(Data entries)
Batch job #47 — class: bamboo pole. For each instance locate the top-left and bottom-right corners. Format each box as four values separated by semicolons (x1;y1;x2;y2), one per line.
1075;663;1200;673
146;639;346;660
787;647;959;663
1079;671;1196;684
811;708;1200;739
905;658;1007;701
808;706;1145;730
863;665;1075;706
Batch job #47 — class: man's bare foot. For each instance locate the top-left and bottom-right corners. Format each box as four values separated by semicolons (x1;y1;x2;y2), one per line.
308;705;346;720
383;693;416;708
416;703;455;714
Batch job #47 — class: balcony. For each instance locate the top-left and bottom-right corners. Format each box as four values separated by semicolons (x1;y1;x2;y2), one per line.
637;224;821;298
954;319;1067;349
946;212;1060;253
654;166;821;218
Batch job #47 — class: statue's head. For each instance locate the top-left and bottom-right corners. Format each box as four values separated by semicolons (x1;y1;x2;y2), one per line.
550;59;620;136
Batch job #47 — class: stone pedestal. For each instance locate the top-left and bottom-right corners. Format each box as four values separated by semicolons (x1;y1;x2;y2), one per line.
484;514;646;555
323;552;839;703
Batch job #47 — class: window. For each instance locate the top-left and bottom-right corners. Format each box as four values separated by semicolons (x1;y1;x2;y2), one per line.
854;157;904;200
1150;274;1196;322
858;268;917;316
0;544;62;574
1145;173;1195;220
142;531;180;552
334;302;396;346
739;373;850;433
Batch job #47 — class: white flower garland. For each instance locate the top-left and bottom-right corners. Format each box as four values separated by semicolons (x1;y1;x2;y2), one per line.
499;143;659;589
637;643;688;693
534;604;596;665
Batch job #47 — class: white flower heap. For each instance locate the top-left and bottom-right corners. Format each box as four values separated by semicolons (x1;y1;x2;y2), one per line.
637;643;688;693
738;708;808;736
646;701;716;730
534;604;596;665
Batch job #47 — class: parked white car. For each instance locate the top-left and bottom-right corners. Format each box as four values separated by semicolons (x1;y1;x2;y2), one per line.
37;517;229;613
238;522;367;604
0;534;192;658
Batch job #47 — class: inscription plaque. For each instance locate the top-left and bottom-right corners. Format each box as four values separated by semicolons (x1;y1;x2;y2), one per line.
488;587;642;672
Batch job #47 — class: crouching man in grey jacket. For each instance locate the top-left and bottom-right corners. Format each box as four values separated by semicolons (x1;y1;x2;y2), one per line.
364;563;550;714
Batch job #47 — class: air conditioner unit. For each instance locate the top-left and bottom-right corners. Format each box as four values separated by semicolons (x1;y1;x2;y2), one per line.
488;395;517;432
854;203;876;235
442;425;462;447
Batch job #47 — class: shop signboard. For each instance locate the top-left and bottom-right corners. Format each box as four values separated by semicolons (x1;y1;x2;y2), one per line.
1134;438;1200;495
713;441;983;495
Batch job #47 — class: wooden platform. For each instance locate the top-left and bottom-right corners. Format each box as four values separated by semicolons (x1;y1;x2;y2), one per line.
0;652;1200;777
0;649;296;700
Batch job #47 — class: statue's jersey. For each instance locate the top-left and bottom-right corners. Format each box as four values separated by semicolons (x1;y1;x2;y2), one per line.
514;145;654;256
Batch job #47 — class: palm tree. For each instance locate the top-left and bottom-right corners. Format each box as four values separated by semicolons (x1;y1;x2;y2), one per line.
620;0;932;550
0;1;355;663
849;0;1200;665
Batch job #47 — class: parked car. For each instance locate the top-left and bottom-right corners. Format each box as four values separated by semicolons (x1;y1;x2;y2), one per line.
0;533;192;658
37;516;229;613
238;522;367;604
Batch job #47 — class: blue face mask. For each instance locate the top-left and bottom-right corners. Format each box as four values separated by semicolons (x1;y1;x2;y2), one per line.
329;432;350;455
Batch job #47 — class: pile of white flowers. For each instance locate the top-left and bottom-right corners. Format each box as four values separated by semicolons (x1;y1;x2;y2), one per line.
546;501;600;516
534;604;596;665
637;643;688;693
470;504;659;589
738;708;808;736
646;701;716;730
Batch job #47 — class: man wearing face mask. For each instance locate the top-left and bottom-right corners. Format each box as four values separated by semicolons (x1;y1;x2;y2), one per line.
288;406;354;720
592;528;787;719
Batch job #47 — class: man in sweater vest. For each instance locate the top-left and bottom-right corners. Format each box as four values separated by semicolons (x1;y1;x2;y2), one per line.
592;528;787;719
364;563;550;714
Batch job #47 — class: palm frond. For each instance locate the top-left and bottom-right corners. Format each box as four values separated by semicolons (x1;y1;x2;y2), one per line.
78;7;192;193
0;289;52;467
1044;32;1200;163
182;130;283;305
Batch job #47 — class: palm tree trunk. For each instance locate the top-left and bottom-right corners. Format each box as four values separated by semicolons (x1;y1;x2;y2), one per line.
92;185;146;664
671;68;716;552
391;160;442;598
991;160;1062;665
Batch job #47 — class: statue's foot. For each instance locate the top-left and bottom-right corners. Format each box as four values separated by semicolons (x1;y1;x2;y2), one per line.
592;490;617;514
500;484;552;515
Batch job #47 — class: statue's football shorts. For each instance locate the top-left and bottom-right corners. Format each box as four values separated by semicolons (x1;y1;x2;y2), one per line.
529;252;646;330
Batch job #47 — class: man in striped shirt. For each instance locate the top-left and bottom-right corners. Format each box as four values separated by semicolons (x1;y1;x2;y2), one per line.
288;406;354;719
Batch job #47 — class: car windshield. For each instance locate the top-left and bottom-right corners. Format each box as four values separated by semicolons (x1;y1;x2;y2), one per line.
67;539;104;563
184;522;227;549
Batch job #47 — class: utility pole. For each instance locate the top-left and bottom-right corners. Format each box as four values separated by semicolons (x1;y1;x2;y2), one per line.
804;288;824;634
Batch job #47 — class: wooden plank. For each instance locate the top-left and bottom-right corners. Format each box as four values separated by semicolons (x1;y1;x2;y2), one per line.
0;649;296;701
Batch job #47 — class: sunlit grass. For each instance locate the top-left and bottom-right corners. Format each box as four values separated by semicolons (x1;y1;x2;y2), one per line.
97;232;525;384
==
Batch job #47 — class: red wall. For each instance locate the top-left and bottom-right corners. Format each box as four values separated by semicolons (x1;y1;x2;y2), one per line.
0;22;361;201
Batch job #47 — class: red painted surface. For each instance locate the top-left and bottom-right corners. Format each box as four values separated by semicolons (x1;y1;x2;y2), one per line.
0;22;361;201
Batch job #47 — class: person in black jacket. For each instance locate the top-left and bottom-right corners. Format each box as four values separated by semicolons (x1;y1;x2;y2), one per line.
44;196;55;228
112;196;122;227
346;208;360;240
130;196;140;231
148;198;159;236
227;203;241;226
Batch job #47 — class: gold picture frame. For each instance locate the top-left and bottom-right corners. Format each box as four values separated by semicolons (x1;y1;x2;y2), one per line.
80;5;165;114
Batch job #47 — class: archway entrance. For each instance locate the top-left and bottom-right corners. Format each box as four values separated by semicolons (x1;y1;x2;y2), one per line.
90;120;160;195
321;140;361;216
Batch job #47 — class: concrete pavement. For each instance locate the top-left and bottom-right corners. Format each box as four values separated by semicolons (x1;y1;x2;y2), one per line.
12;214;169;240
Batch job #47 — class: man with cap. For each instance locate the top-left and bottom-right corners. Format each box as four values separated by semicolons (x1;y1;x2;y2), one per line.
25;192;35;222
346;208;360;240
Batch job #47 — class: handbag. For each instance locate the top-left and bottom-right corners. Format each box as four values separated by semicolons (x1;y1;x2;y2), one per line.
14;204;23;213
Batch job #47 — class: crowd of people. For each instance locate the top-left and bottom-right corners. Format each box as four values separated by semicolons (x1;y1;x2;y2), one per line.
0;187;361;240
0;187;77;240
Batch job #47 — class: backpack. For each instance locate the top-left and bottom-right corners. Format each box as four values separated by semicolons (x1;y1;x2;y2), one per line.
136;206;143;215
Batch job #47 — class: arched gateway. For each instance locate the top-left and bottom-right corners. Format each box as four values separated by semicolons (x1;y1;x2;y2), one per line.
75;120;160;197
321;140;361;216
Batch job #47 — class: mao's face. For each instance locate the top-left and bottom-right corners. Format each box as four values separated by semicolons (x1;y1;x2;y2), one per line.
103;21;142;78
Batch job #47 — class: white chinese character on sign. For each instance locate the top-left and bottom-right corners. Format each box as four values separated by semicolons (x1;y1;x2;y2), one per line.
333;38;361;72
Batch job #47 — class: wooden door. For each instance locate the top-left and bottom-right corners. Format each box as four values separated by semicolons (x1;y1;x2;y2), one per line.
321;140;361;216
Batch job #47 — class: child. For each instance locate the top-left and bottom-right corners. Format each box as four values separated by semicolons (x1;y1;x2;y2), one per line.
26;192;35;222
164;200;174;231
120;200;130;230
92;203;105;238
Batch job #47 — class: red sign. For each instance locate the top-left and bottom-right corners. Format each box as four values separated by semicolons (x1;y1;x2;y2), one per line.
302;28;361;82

| Short task |
Copy the lines of the listing above word for word, beginning at the line that contains "Batch job #47 — class: bamboo" and stopping after the line that contains "323;552;839;703".

| Response |
Batch job #47 — class: bamboo pole. For each instance locate the top-left and bottom-right corners. Format each box as four values separated by semicolons (x1;y1;x2;y2), one per line.
1075;663;1200;673
146;639;346;660
787;647;959;663
1079;671;1196;684
811;708;1200;739
905;658;1007;701
808;706;1145;730
863;665;1075;706
Batch job #47 — class: man's bare foot. For each instance locate the top-left and bottom-right corners. Format each box as four values separated by semicolons (x1;y1;x2;y2), one per line.
308;705;346;720
383;693;416;708
416;703;455;714
Batch job #47 — class: balcony. For each instance locate the top-left and bottom-right corners. Format each box as four values separated by semicolons (x1;y1;x2;y2), one per line.
637;224;821;298
954;319;1067;349
946;212;1060;253
654;166;821;218
Batch job #47 — class: statue's head. For each instance locate the top-left and bottom-right corners. Format each box as four values separated by semicolons (x1;y1;x2;y2), one per line.
550;59;620;136
Batch job #47 — class: stone pedestal. For each instance locate the top-left and bottom-right corners. Format each box as four values separated by semicolons (x1;y1;x2;y2), one per line.
484;514;646;555
323;552;839;703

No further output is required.